> _What you will do_
After finding the line with "Where can the man's shoulder" in the data below, set down exactly each line through the one with "Where can the high-rise", inclusive, and stop there.

> _Data listing_
++++++

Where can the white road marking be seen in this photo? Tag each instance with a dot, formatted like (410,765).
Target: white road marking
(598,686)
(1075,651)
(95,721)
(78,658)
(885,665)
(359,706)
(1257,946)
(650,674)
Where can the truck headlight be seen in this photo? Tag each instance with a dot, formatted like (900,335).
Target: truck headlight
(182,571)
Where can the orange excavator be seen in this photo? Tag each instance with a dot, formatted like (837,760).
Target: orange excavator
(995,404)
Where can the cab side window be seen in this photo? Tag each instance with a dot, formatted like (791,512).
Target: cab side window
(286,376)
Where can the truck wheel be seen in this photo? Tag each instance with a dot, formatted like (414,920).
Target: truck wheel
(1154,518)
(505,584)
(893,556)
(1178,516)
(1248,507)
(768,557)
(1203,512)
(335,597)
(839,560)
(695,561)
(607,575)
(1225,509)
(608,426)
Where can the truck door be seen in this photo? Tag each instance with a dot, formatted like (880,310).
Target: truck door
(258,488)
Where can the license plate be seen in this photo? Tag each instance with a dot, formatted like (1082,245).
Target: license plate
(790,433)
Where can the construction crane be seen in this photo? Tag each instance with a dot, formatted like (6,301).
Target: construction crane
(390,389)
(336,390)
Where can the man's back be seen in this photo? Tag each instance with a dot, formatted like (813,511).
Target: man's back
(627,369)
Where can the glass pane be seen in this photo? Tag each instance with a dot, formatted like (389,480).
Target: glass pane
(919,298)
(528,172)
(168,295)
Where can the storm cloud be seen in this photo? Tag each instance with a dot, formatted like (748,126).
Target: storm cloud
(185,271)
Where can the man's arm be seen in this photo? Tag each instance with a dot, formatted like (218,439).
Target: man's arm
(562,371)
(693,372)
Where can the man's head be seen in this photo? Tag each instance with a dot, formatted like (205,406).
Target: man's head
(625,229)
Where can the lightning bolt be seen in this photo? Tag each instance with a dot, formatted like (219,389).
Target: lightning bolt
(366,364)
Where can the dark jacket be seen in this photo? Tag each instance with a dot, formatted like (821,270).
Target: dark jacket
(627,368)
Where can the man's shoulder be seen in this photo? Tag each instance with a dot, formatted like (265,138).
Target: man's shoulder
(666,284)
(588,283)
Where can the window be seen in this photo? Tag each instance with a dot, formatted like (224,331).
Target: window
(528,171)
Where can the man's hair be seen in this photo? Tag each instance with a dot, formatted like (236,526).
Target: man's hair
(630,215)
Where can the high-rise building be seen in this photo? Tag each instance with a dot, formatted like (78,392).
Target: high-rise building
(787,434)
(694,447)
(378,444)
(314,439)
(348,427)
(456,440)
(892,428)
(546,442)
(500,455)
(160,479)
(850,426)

++++++

> _Reply to the task_
Where can the man's shoulder be seen in this photo? Tag each instance with a dot, formatted like (265,138).
Target: man's shoulder
(666,284)
(588,283)
Where can the window be seen in this photo? Tag each instance with a dot, formatted like (224,331).
Target: window
(528,171)
Where can the man's hair be seen in this photo? Tag each instance with a dot, formatted like (236,526).
Target: man's hair
(630,215)
Where can the high-rise building be seen in this photo? Tag each instance with a dot, formatted like (78,392).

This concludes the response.